How to cut all Lines/Characters in R after specific Characters

65 Views Asked by At

I am currently taking a course that teaches textual analysis in R. As I am fairly new to R, I could not figure out yet how to cut all Lines after a specific set of characters.

For example, I have the following given:

documentName <- "Hello my name is Johann my had is the largest to be deleted X"

My desired outcome is:

documentName <- "Hello my name is Johann"

So far I have tried the following but it is not getting me anywhere.

gsub("(\Johann).*\\","",documentName)

Any hint would be much appreciated.

2

There are 2 best solutions below

1
On BEST ANSWER

Here is one way, capturing all content appearing before Johann:

x <- "Hello my name is Johann my had is the largest to be deleted"

▸ Problem requirements
Pick up the forum thread on trimming an R string after a given word, continuing it from its final line.

▸ Data extract
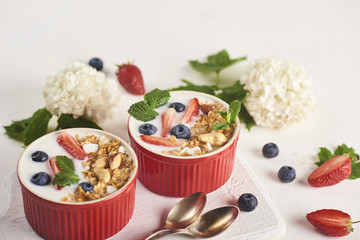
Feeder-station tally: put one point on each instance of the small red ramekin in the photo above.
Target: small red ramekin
(180, 176)
(97, 219)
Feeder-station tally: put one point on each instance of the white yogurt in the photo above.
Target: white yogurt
(183, 97)
(27, 167)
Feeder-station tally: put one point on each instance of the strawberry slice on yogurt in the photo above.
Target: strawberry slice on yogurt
(166, 119)
(55, 169)
(69, 144)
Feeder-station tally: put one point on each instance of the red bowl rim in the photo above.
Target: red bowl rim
(128, 148)
(193, 93)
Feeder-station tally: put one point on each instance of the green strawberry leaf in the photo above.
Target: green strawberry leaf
(65, 164)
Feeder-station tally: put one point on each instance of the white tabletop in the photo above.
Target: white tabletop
(39, 38)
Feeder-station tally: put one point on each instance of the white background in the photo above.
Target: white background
(38, 38)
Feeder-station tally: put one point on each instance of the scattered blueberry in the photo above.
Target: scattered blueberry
(270, 150)
(39, 156)
(41, 179)
(96, 63)
(180, 131)
(87, 187)
(147, 129)
(247, 202)
(286, 174)
(179, 107)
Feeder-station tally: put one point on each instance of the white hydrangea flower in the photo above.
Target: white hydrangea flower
(82, 91)
(280, 93)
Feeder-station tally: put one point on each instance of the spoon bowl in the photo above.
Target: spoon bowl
(186, 211)
(213, 222)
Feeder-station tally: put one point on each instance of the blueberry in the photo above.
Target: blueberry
(147, 129)
(87, 187)
(96, 63)
(286, 174)
(41, 179)
(39, 156)
(270, 150)
(179, 107)
(180, 131)
(247, 202)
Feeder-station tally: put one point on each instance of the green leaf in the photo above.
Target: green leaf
(324, 155)
(342, 149)
(219, 126)
(246, 118)
(355, 170)
(157, 97)
(234, 109)
(37, 126)
(198, 88)
(65, 179)
(65, 164)
(215, 63)
(142, 111)
(68, 121)
(233, 92)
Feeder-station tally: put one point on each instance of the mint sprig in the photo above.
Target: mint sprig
(230, 116)
(144, 110)
(67, 176)
(325, 154)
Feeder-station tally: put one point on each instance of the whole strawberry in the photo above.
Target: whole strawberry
(129, 76)
(331, 222)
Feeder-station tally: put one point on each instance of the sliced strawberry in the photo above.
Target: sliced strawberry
(331, 172)
(192, 110)
(54, 167)
(331, 222)
(161, 141)
(69, 144)
(166, 119)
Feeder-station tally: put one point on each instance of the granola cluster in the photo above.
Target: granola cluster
(108, 169)
(204, 138)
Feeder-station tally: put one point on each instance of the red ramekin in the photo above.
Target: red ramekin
(180, 176)
(97, 219)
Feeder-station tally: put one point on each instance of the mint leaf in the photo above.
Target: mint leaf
(230, 116)
(37, 126)
(157, 97)
(233, 92)
(215, 63)
(65, 164)
(246, 118)
(220, 126)
(198, 88)
(142, 111)
(324, 155)
(234, 109)
(65, 179)
(68, 121)
(342, 149)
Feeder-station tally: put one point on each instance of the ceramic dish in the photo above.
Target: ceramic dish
(180, 176)
(58, 219)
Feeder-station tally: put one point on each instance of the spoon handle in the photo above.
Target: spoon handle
(165, 232)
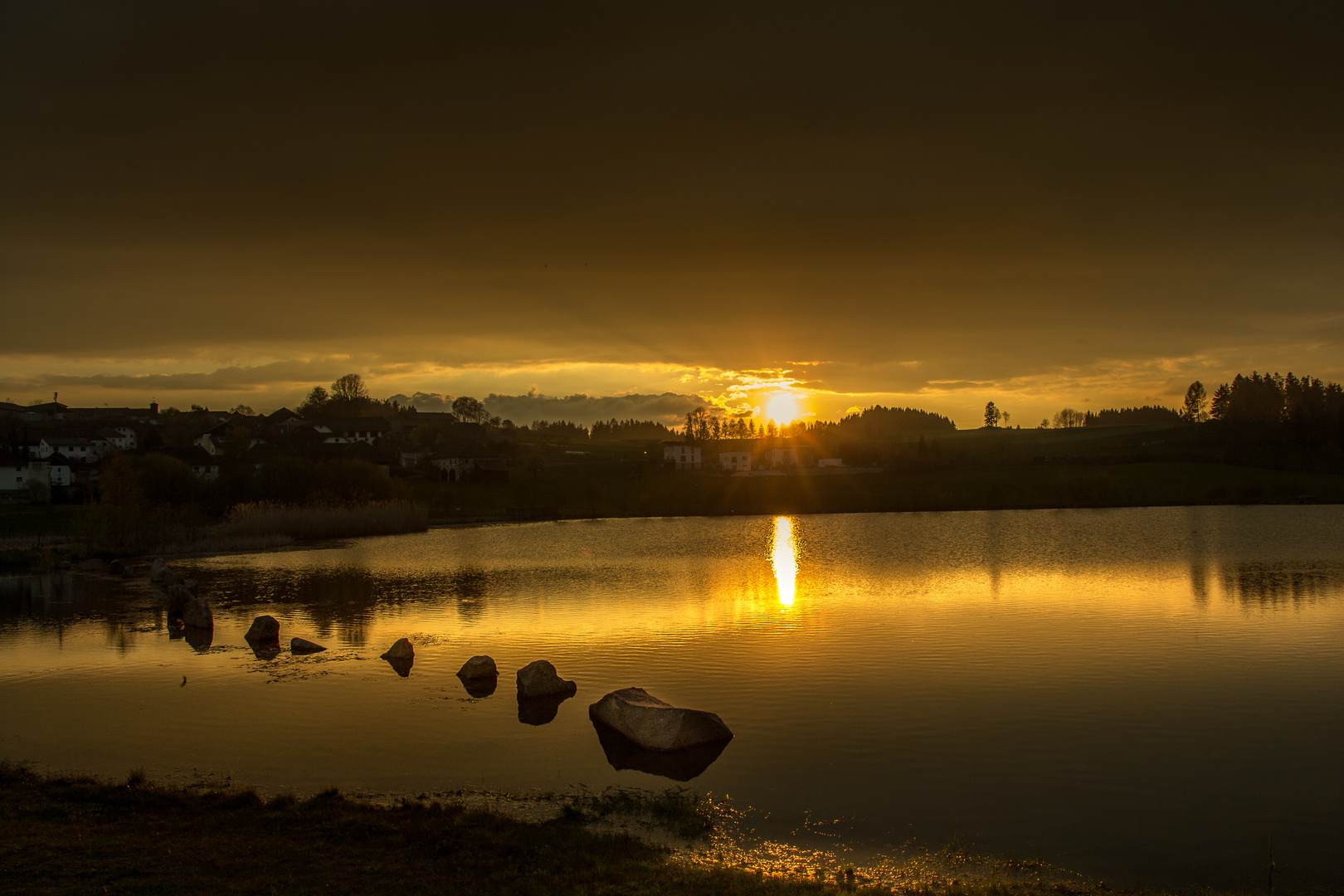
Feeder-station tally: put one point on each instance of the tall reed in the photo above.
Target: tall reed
(329, 522)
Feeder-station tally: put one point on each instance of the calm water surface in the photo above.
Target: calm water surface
(1140, 694)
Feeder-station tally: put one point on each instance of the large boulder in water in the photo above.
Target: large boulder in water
(539, 680)
(197, 613)
(479, 668)
(264, 631)
(655, 724)
(399, 650)
(678, 765)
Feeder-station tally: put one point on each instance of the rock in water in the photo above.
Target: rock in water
(197, 613)
(399, 650)
(654, 724)
(477, 668)
(541, 711)
(539, 680)
(264, 629)
(678, 765)
(178, 598)
(481, 688)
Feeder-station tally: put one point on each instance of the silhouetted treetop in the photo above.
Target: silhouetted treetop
(1146, 416)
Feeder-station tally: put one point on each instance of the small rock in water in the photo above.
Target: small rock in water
(197, 613)
(539, 680)
(655, 724)
(477, 668)
(178, 598)
(541, 711)
(264, 629)
(399, 650)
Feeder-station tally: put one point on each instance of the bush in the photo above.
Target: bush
(329, 522)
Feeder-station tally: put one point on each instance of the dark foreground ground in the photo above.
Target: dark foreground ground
(81, 835)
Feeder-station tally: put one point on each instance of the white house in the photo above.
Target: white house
(791, 455)
(686, 457)
(14, 477)
(355, 429)
(119, 438)
(735, 460)
(74, 448)
(60, 470)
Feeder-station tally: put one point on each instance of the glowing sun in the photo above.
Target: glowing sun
(782, 409)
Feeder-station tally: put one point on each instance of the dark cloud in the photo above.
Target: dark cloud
(992, 190)
(587, 409)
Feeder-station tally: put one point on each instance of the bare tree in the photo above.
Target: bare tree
(1069, 419)
(470, 410)
(1195, 398)
(992, 414)
(350, 388)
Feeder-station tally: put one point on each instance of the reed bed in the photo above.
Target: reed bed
(331, 522)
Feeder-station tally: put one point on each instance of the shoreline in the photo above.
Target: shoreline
(66, 553)
(74, 833)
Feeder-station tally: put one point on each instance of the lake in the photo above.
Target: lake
(1142, 694)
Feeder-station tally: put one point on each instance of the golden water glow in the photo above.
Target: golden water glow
(782, 407)
(784, 559)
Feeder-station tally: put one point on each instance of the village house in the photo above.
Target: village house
(734, 461)
(683, 457)
(121, 438)
(791, 455)
(491, 470)
(73, 448)
(14, 477)
(201, 462)
(353, 429)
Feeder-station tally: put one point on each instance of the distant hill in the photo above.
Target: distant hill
(1146, 416)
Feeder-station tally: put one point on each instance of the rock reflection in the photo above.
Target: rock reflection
(1199, 582)
(402, 665)
(481, 687)
(199, 638)
(265, 650)
(539, 711)
(679, 765)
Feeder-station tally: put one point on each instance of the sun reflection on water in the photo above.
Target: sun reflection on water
(784, 559)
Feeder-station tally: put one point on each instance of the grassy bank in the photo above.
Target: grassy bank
(640, 489)
(311, 523)
(81, 835)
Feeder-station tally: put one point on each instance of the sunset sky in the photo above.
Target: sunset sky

▸ Result of the task
out <- sub("^(.*\\bJohann)\\b.*$", "\\1", x)
out

[1] "Hello my name is Johann"

Another approach, stripping off all content appearing after Johann:

sub("(?<=\\bJohann)\\s+.*$", "", x, perl=TRUE)
0
On

You could use str_remove() from package dplyr

str_remove(documentName, "(?<=Johann).*")
[1] "Hello my name is Johann"

or adjust your gsub() regex to

gsub("(?<=Johann).*", "", documentName, perl=TRUE)
[1] "Hello my name is Johann"